== Extract provided ==
--- begin ---

I chose this Flatiron Festival 2001 Nashville born with large fretwire and a pure K and K pro install.  Great guy to deal with.  Thanks for all the ideas and help.  Great community! Now the wait begins.

----------

colorado_al, 

DataNick, 

Jesse Kinman, 

Mark Wilson, 

Northwest Steve, 

pheffernan, 

pops1

----------


## colorado_al

> I chose this Flatiron Festival 2001 Nashville born with large fretwire and a pure K and K pro install.  Great guy to deal with.  Thanks for all the ideas and help.  Great community! Now the wait begins.


Huzzah! She's a beauty! Post some clips when you get it so we can hear.

----------

lflngpicker

----------


## lflngpicker

Sure will, Al. Thanks again for the support.  Dan

----------

Charles E., 

colorado_al

----------


## fatt-dad

> Decided to tack this on instead of starting a new thread. Has there ever been more underd $3000 f style mandolins for sale in the classifieds? Some good looking instruments out there for the budget, relatively speakng, buyer. I mean, two grand hand made mandolin?


Larry Muth quotes 3,150 for an f-style mandolin.  That's Canadian dollars, so today it'd be $2455.  I'd confirm the price, but that's his web page.

f-d

----------

lflngpicker

----------


## Lane Pryce

Great choice! Those flatties are great mandolins. Enjoy! Lp

----------

lflngpicker

----------


## mee

> I chose this Flatiron Festival 2001 Nashville born with large fretwire and a pure K and K pro install.  Great guy to deal with.  Thanks for all the ideas and help.  Great community! Now the wait


Awesome! Thanks for letting us share in your search!

----------

lflngpicker

----------


## Mark Wilson

> I chose this Flatiron Festival 2001 Nashville born with large fretwire and a pure K and K pro install.  Great guy to deal with.  Thanks for all the ideas and help.  Great community! Now the wait begins.


Oh nice!  If she sounds like she looks you're gonna be a happy picker.

----------

lflngpicker

----------


## fatt-dad

yes, that seems a great choice!

Enjoy!

--- end ---

== Requirement 1 ==
Count the lines in the records below that contain the string "shown". Case counts. Give only the number.

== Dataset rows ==

--- begin ---

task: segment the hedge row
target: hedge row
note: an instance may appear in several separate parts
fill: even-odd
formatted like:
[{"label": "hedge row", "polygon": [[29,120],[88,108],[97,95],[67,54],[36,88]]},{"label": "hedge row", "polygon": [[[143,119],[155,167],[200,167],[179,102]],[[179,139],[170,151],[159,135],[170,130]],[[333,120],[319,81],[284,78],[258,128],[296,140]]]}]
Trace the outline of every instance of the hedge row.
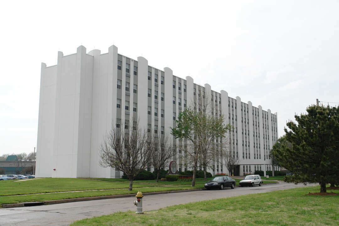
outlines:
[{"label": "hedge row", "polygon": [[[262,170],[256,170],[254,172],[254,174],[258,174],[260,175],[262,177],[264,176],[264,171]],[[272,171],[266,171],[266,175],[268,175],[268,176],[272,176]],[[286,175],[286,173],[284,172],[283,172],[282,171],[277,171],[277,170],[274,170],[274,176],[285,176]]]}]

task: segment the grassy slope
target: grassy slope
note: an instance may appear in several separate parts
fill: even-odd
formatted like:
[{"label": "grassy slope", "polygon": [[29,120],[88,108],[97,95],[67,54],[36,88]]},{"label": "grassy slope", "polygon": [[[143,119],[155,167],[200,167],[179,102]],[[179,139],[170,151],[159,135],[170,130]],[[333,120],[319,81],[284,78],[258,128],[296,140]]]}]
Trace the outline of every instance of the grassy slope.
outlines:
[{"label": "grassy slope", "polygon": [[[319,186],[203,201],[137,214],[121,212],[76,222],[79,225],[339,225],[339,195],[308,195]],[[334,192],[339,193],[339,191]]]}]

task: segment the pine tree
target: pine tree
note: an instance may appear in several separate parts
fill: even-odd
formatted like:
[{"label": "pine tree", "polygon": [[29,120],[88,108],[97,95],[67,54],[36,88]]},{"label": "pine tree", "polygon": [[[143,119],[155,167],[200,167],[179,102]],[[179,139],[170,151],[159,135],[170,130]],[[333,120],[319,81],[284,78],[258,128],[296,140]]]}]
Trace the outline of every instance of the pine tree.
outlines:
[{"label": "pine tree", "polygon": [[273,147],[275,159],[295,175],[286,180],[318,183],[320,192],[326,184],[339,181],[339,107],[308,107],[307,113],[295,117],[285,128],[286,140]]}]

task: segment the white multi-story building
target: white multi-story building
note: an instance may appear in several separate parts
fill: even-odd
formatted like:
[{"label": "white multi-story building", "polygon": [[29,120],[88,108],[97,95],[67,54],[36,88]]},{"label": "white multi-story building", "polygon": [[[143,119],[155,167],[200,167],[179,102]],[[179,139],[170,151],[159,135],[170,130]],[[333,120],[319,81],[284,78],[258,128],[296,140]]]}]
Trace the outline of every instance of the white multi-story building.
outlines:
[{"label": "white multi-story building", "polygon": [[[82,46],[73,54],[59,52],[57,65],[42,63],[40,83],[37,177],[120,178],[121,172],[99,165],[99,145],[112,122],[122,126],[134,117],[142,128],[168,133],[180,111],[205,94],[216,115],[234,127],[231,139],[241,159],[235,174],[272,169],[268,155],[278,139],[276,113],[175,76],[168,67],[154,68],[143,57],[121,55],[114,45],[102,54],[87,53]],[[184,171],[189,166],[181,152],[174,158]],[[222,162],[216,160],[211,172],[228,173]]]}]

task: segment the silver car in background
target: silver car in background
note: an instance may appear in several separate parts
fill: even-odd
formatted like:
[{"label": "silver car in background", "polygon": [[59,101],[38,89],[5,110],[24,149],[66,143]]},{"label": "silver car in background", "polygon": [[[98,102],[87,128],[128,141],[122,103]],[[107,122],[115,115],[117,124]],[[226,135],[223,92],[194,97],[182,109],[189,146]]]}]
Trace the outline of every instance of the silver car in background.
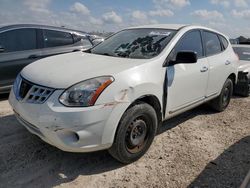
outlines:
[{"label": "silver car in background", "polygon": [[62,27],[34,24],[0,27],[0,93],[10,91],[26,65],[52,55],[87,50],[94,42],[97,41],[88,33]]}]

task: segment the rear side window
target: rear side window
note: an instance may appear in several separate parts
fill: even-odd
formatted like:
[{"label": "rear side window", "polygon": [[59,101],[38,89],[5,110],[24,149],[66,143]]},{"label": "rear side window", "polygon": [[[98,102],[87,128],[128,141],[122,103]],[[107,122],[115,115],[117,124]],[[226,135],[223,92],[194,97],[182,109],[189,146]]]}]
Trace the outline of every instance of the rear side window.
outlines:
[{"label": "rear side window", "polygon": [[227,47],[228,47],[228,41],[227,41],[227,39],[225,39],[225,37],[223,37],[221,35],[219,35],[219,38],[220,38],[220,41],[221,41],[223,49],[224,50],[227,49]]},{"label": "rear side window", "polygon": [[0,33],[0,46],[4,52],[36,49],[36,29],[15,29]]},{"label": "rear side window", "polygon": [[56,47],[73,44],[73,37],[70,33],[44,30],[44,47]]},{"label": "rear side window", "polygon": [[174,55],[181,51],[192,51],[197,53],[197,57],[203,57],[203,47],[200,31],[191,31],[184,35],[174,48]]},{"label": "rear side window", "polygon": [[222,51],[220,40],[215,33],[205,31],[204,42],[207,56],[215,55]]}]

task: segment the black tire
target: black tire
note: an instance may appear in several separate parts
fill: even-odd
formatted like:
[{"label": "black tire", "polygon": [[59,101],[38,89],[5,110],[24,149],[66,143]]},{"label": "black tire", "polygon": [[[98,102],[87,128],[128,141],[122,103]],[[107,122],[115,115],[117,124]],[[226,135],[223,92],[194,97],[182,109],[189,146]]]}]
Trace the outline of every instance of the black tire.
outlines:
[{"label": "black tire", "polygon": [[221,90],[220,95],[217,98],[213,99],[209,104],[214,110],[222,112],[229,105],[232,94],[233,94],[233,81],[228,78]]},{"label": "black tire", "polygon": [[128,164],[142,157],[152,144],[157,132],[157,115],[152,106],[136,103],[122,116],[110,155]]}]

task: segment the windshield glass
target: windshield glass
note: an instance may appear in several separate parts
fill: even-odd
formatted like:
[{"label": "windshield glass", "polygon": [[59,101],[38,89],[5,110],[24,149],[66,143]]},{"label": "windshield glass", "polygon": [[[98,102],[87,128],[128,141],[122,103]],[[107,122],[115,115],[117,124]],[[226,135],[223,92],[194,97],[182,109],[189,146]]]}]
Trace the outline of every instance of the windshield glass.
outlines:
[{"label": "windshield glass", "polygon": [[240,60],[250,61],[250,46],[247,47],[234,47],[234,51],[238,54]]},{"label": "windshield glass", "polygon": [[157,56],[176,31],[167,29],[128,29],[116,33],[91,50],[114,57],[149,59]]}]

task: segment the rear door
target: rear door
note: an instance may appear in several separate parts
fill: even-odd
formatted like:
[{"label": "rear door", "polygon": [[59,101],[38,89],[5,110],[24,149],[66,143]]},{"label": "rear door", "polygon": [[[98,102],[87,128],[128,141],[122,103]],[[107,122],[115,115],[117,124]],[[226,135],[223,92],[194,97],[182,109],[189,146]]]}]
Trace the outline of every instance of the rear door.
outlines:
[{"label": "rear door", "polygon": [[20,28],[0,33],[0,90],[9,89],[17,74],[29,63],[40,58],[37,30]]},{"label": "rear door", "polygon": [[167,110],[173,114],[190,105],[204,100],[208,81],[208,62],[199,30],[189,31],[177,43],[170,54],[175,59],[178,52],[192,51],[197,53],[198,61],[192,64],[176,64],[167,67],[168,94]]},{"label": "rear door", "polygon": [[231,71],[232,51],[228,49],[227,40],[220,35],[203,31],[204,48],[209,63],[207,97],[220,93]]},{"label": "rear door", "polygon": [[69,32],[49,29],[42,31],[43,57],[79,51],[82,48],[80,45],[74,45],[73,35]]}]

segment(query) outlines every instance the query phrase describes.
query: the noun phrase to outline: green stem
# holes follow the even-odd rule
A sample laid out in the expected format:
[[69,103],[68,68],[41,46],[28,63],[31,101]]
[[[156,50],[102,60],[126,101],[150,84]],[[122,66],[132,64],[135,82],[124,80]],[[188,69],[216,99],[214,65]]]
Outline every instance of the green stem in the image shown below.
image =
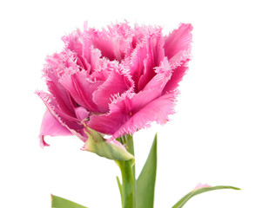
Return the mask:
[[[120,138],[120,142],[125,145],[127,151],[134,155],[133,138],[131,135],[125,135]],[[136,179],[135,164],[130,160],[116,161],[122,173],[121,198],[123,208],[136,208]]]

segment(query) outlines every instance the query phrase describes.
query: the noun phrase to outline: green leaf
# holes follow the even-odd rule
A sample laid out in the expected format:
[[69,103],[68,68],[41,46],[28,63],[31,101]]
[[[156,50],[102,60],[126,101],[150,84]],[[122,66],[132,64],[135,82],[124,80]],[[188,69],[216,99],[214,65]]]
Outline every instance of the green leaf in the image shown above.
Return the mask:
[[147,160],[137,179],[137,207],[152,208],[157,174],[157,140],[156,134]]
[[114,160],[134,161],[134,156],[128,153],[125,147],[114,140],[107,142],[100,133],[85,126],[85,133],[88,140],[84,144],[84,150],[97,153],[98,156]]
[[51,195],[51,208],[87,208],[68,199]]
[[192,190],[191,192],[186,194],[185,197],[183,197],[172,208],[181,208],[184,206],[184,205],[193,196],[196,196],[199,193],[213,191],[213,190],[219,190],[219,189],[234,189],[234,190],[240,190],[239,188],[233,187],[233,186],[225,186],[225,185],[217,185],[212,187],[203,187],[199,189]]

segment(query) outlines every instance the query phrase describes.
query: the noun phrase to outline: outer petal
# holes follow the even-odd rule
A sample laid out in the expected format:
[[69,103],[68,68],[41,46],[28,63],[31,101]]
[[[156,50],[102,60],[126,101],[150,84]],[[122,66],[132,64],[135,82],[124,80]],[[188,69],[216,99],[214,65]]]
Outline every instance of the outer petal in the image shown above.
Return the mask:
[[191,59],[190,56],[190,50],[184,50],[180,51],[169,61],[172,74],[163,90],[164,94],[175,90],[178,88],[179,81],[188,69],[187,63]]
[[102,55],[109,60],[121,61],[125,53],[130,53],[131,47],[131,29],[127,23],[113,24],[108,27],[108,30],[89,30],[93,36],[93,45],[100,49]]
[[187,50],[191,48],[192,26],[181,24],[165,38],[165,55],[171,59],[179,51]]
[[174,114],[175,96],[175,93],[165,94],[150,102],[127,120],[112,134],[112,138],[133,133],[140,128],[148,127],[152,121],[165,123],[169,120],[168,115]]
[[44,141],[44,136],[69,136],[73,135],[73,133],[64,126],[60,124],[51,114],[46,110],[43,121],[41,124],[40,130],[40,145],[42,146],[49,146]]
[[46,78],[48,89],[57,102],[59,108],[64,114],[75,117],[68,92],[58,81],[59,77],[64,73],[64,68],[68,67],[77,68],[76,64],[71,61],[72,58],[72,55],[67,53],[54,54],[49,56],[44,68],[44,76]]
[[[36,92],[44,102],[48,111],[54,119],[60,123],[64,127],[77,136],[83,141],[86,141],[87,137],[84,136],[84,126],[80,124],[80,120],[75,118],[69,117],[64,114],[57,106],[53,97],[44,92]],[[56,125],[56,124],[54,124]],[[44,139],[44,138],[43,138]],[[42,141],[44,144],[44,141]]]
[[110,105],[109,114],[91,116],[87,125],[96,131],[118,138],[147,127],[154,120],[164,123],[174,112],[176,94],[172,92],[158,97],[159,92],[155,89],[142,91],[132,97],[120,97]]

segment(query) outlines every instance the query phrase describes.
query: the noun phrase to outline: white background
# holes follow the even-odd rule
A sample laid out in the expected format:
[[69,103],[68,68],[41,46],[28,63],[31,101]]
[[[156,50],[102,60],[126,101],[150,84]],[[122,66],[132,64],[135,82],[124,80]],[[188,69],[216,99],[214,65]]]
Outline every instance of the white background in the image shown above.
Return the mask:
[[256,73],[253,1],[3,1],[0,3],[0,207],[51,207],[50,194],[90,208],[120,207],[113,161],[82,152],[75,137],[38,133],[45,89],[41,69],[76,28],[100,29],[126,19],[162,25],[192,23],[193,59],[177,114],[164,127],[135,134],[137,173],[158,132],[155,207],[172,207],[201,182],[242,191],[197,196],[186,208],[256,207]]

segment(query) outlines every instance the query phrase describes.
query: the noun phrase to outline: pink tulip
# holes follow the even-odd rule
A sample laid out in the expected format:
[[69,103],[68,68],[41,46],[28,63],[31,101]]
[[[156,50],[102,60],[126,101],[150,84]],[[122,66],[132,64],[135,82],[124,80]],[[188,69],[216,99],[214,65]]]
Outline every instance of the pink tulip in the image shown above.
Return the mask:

--- end ---
--- begin ---

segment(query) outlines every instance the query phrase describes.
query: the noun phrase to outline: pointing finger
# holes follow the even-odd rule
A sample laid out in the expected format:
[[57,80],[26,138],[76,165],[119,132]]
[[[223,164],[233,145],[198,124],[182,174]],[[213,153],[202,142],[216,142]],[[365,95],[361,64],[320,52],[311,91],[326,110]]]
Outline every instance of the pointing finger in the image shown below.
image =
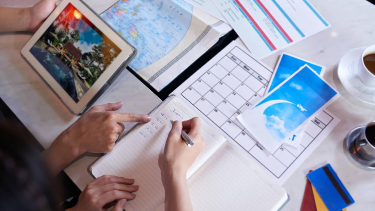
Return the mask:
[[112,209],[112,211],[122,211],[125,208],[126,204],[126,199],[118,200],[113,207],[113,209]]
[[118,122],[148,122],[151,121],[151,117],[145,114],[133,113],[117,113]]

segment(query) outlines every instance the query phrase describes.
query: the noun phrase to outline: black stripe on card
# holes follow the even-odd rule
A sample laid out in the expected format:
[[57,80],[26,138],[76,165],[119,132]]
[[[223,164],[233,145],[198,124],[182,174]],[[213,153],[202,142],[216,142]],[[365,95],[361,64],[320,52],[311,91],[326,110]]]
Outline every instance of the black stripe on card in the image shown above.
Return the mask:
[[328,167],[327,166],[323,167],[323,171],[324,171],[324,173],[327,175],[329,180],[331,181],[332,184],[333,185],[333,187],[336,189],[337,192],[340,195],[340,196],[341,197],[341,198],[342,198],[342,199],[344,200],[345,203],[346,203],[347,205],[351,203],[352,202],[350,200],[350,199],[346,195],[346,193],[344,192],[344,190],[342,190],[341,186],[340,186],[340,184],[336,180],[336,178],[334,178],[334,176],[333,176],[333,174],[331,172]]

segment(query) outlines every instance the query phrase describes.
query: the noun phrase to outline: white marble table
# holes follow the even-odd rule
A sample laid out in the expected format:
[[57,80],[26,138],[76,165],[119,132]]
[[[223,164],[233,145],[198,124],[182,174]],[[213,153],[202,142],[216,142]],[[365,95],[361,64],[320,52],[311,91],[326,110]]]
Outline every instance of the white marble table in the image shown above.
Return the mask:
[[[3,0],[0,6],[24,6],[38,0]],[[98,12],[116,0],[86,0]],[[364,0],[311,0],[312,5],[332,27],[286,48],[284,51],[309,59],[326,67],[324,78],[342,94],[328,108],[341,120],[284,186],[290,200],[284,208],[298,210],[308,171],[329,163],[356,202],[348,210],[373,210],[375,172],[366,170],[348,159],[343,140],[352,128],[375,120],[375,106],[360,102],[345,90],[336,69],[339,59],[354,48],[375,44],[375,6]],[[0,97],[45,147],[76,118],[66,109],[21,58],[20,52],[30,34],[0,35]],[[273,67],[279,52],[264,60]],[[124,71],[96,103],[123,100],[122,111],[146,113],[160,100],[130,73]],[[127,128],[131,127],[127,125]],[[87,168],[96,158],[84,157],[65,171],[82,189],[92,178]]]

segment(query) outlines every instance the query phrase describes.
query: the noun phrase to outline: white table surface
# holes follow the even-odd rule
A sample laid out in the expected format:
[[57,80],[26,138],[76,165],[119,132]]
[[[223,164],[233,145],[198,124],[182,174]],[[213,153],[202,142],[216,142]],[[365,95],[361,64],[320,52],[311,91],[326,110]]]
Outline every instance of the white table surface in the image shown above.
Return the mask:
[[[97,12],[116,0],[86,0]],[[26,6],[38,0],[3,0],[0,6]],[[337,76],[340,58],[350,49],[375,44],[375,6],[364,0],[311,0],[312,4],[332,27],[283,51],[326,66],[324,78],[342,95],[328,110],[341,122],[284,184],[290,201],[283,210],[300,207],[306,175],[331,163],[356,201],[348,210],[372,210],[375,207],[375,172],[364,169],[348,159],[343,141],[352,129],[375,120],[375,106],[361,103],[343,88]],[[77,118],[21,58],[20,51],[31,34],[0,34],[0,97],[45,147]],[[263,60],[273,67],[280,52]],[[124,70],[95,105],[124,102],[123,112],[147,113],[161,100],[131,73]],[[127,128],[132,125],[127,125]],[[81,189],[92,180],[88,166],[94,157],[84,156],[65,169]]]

--- end ---

== Requirement 2 ==
In the mandolin forum thread above, each post opens with a username heading. List each distinct username used in those headings, in order of first appearance.

== Full solution 1 ==
9

== Full solution 2 ==
colorado_al
lflngpicker
fatt-dad
Lane Pryce
mee
Mark Wilson